» Work order: Word for word, restate the entries below from their first line through the line that contains "Find the arched gateway".

» Phrase grounding data:
▶
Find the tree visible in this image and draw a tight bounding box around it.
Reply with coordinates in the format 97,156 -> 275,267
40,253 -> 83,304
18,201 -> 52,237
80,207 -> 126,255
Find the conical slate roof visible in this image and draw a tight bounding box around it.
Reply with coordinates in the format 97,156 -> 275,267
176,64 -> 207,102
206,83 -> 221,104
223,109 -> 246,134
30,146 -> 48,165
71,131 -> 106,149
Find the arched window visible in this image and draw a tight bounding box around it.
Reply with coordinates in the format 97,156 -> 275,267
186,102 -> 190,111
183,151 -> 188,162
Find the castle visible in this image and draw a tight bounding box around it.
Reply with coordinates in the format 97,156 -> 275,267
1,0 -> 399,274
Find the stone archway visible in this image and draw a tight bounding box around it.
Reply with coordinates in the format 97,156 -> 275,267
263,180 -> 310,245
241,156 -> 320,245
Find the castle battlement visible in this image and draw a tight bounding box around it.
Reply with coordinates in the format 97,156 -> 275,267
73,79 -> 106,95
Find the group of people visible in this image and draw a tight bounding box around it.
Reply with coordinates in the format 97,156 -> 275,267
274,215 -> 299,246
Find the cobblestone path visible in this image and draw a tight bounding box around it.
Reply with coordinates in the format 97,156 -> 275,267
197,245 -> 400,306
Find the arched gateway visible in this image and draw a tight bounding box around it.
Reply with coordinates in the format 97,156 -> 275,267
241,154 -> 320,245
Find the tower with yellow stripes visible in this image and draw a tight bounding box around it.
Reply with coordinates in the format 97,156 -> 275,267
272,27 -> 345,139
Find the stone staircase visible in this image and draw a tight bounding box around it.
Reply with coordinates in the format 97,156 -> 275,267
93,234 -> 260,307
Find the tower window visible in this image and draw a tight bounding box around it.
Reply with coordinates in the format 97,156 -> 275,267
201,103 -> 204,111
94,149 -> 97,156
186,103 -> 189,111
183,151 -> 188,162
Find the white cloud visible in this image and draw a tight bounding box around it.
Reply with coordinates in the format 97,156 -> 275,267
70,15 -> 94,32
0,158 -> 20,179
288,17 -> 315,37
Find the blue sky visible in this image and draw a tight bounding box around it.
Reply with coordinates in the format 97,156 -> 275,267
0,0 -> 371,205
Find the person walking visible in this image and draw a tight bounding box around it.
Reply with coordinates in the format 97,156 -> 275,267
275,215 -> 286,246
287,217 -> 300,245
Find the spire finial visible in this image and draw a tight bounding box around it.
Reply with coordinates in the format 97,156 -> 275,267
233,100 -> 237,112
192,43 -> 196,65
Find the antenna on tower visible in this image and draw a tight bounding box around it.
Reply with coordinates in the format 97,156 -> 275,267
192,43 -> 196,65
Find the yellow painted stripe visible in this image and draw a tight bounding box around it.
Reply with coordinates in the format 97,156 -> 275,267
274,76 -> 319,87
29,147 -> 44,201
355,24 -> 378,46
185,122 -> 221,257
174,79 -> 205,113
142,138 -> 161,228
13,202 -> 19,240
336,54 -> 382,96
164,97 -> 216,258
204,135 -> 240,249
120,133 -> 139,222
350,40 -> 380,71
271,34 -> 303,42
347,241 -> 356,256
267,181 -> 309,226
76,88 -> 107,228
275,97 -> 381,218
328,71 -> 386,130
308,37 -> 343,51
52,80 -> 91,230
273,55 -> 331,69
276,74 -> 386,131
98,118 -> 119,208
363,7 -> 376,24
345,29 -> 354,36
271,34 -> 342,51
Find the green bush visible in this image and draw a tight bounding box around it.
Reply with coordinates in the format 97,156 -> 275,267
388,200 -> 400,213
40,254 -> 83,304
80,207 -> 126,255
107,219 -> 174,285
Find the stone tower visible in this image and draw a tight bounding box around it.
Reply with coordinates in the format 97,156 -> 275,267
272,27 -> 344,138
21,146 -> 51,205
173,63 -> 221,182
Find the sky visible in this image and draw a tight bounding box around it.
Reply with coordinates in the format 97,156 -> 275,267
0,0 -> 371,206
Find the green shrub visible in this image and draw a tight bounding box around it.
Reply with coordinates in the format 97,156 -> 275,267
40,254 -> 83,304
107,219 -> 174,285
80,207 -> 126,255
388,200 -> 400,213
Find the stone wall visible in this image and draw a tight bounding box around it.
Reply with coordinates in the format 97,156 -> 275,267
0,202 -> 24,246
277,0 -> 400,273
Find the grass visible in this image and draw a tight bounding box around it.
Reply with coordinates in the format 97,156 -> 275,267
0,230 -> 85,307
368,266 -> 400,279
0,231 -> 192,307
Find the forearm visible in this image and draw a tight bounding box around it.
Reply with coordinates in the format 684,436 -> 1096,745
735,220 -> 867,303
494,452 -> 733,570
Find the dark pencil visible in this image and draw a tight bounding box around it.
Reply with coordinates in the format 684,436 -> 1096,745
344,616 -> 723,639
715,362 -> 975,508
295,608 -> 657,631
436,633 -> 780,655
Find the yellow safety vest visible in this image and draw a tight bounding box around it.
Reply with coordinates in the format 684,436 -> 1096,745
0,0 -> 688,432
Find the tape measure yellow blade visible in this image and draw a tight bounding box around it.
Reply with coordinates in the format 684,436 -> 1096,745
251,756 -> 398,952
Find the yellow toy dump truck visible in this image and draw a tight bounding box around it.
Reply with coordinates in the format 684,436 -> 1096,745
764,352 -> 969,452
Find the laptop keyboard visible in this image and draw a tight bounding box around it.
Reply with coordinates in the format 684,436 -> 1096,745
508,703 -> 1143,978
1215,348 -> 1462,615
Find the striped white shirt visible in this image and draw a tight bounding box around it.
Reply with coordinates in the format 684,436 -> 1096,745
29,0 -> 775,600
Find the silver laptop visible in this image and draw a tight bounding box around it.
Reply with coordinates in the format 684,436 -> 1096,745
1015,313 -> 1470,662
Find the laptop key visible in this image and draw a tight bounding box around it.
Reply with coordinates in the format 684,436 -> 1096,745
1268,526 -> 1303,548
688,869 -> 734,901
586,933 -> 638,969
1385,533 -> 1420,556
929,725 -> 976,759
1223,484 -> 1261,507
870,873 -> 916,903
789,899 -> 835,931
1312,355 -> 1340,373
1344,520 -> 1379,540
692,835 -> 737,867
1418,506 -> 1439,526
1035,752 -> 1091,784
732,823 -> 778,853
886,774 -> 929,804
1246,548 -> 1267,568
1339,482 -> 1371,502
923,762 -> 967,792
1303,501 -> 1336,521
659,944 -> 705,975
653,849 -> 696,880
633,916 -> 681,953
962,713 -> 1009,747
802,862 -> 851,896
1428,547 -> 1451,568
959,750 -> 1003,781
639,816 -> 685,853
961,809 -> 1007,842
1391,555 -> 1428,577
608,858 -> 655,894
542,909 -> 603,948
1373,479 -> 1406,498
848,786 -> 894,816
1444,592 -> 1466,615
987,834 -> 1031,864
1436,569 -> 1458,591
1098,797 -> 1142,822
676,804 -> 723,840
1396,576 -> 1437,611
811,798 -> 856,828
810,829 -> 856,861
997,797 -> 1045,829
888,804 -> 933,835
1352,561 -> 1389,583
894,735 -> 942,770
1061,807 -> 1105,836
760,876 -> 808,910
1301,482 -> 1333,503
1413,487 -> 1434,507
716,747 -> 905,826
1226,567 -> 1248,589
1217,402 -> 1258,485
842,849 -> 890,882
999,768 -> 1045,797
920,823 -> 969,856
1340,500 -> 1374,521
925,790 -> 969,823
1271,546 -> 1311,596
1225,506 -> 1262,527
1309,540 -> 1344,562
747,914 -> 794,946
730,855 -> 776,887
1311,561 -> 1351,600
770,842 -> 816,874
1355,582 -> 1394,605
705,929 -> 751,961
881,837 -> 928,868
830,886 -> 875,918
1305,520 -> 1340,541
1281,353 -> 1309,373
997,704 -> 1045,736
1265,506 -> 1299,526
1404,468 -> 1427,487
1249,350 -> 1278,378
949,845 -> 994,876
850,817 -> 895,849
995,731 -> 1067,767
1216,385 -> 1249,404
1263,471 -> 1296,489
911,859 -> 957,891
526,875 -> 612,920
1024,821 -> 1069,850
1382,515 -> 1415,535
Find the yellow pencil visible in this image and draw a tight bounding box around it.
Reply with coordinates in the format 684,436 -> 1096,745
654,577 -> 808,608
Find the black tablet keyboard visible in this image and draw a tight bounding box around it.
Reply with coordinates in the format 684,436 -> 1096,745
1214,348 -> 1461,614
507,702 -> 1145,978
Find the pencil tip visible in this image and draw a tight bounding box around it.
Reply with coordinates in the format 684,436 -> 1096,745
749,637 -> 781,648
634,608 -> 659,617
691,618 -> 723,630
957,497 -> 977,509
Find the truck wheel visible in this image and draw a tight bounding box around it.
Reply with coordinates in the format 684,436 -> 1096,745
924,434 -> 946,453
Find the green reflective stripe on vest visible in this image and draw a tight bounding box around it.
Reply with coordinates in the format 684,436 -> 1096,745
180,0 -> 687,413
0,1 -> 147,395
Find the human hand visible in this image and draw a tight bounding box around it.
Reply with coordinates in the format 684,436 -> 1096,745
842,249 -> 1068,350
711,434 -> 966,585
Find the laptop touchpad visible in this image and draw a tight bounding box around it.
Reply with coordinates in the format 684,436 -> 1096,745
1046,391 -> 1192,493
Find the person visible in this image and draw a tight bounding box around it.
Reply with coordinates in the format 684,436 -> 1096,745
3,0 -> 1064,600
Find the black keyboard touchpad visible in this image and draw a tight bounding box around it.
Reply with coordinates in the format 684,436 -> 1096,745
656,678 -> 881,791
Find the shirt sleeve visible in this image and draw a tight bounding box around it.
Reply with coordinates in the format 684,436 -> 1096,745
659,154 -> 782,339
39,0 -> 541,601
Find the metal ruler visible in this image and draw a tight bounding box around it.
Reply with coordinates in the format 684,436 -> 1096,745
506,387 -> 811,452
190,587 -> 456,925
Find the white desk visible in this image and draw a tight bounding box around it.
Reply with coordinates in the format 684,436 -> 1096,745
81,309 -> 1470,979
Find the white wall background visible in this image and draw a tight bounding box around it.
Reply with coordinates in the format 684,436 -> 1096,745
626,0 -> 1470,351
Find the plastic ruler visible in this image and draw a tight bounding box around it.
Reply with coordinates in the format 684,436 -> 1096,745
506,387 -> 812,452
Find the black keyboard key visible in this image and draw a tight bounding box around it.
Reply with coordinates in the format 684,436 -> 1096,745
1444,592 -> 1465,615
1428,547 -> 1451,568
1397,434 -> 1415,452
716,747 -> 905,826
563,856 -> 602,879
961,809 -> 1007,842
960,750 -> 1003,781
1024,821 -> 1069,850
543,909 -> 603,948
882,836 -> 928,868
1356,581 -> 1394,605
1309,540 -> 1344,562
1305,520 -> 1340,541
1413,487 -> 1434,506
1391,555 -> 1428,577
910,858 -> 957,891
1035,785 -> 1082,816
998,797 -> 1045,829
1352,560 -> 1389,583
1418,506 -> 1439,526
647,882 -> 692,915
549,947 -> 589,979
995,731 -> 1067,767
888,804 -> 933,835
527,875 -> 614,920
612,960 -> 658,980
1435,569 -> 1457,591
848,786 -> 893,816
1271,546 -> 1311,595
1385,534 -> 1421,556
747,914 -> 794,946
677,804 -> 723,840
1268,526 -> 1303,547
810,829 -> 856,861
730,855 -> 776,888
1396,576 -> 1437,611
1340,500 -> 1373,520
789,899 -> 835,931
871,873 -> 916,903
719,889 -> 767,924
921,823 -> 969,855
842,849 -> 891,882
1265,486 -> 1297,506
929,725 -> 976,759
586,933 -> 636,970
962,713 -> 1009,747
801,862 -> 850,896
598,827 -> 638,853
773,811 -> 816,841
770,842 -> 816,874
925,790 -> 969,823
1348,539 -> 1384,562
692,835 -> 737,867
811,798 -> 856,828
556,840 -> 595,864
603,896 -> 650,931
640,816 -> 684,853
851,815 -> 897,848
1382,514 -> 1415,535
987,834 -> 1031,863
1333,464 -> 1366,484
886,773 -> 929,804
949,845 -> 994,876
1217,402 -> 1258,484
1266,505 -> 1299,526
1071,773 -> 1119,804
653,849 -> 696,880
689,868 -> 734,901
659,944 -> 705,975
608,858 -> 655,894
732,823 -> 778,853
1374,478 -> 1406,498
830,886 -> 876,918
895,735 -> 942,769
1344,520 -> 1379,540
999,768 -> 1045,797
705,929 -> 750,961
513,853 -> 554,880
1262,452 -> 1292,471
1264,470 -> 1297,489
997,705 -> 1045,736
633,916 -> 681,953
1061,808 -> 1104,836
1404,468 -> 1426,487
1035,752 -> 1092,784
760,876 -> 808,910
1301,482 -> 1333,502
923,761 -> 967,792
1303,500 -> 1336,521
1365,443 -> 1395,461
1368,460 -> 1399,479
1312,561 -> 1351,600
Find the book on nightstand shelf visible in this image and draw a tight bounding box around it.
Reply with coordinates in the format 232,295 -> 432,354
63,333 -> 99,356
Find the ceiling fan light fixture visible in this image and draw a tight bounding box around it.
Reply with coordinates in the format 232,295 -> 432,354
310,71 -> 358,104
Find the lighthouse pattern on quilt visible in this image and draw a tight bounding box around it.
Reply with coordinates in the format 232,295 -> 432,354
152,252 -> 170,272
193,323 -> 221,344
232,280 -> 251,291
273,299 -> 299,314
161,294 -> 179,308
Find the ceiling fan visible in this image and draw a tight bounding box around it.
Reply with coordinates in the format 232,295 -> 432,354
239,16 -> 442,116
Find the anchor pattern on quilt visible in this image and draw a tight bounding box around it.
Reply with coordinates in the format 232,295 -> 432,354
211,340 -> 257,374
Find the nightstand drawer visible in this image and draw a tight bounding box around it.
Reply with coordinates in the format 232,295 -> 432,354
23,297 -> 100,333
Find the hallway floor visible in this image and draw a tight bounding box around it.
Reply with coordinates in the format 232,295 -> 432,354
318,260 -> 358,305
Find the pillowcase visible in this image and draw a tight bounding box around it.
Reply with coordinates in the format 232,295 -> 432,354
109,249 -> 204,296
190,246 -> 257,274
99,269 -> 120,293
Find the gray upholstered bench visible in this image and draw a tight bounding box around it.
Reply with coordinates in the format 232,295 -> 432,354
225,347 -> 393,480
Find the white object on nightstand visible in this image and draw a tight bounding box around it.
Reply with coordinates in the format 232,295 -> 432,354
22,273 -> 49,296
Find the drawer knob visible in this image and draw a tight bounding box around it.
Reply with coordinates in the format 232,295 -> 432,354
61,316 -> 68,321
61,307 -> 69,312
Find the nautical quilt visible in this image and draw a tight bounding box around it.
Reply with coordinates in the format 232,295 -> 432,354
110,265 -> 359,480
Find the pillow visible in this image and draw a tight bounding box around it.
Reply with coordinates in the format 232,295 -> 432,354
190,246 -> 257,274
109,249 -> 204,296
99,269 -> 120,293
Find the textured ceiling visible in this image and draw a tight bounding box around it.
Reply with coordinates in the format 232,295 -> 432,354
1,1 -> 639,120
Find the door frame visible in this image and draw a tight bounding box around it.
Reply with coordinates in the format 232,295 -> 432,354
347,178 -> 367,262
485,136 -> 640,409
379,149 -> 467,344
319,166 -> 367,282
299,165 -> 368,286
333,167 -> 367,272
◀
» Answer to this exercise:
Find the tree visible in this image and draw a tight bounding box around it.
Reply with coordinates in the format 97,156 -> 275,267
40,253 -> 83,304
18,201 -> 52,237
80,207 -> 126,255
Find the conical slate roof visible in this image and draw a tight bounding box around it.
Reply with coordinates in the format 97,156 -> 275,267
176,64 -> 207,102
206,83 -> 221,104
223,109 -> 246,134
30,146 -> 48,165
71,131 -> 106,149
Find the arched window visible in this image and draw a tight bounding box around it.
Reply with coordinates in the format 97,156 -> 275,267
186,102 -> 190,111
183,151 -> 188,162
Find the castle visible in this image and draw a tight bounding box around it.
Reply with coordinates in the format 97,156 -> 275,267
1,0 -> 399,274
Find the stone archway visible in this image and draw a tight bounding box around it.
Reply with coordinates in the format 97,156 -> 275,267
263,180 -> 310,245
241,156 -> 320,245
Find the castle battlement visible in this image and draw a tight bounding box around it.
Reply with coordinates in the format 97,156 -> 275,267
73,79 -> 106,95
Find the group of people visible in this image and draw a tight bounding box around it.
Reply with coordinates in the format 97,156 -> 275,267
274,215 -> 299,246
Find the cobblestone path visible in this image and draw a tight bounding box around it.
Reply with coordinates in the format 97,156 -> 275,267
197,245 -> 400,306
Find the arched gateway visible in this image and draw a tight bounding box around it.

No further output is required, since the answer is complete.